▶ [Problems to work on]
(A) Revise the reply in the ATAC-seq thread, beginning with the words "The count matrix" and ending after "common peaks only.", so that "count matrix" reads "counts table" throughout.
(B) Answer these from the ATAC-seq thread:
(i) According to the opening post, what value is calculated after the counts file is assembled?
(ii) According to the reply, which peaks should the count matrix represent?
(iii) According to the reply, what information would be lost by subsetting to common peaks only?
(C) Copy every sentence in the opening post of the ATAC-seq thread that ends with a question mark.

▶ [Passage shown]
****************

Hello all,
New to atac-seq and am trying to wrap my head around what exactly happens during differential peak analysis. So my understanding is that a counts file for peaks that are common between the two samples gets assembled and then a log fold 2 change value is calculated and whatever peaks above x threshold fold change are analyzed as significantly different between the groups. So if there are for peaks common between the samples being compared, what about the peaks that are not common (maybe new areas of chromatin accessibility that gets opened up due to a new experimental condition) and their related genes? Does that get analyzed in atac seq? Is it worth analyzing? If so, how would one go about doing so?
Thanks.
The count matrix should representative peaks that were detected in any of the conditions. A peak (that is a regulatory element for example) can be active in one, but inactive in another condition. You would lose this information by subsetting to common peaks only.

****************

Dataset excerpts
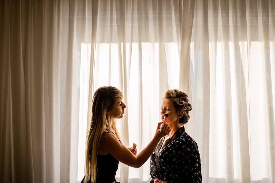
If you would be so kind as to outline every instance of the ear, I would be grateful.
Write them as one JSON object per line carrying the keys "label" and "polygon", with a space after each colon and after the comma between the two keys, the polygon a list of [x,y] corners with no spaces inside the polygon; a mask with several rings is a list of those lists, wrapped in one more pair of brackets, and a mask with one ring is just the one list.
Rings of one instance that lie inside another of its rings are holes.
{"label": "ear", "polygon": [[181,118],[183,116],[183,111],[179,112],[178,115],[178,118]]}

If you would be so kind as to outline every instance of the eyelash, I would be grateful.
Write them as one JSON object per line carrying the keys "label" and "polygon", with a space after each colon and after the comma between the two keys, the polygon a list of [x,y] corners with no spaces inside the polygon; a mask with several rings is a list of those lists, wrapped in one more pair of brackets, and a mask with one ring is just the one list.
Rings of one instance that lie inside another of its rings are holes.
{"label": "eyelash", "polygon": [[[161,109],[161,110],[163,110],[163,109]],[[170,110],[170,109],[166,109],[166,110]]]}

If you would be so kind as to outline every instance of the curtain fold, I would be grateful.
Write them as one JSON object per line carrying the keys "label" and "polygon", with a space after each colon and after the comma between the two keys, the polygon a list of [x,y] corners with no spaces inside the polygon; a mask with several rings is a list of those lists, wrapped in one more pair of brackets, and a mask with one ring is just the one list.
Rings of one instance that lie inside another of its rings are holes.
{"label": "curtain fold", "polygon": [[[0,181],[77,182],[98,87],[123,92],[117,126],[138,152],[166,91],[186,93],[205,182],[275,180],[275,2],[0,3]],[[117,181],[148,182],[149,161]]]}

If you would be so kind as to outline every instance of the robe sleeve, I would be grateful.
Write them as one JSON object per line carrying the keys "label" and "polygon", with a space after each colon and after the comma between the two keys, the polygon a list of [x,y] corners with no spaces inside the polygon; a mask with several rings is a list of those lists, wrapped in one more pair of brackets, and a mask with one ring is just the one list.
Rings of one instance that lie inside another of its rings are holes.
{"label": "robe sleeve", "polygon": [[187,182],[202,182],[200,157],[196,143],[192,139],[188,139],[183,149],[185,152],[184,159],[185,176]]}

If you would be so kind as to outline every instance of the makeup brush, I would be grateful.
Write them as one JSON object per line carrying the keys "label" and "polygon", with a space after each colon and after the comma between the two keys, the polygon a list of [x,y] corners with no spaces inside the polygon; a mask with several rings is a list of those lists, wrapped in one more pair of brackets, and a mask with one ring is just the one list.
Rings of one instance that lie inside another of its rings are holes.
{"label": "makeup brush", "polygon": [[[163,121],[164,121],[166,120],[166,118],[167,118],[167,117],[168,117],[168,115],[166,114],[166,113],[164,114],[164,117],[163,118]],[[161,131],[161,130],[162,130],[162,127],[163,127],[163,123],[162,123],[162,126],[161,126],[161,127],[160,128],[160,132]]]}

****************

▶ [Answers by task]
(A)
The counts table should representative peaks that were detected in any of the conditions. A peak (that is a regulatory element for example) can be active in one, but inactive in another condition. You would lose this information by subsetting to common peaks only.

(B)
(i) A log fold 2 change value.
(ii) Peaks that were detected in any of the conditions.
(iii) That a peak can be active in one condition but inactive in another.

(C)
So if there are for peaks common between the samples being compared, what about the peaks that are not common (maybe new areas of chromatin accessibility that gets opened up due to a new experimental condition) and their related genes?
Does that get analyzed in atac seq?
Is it worth analyzing?
If so, how would one go about doing so?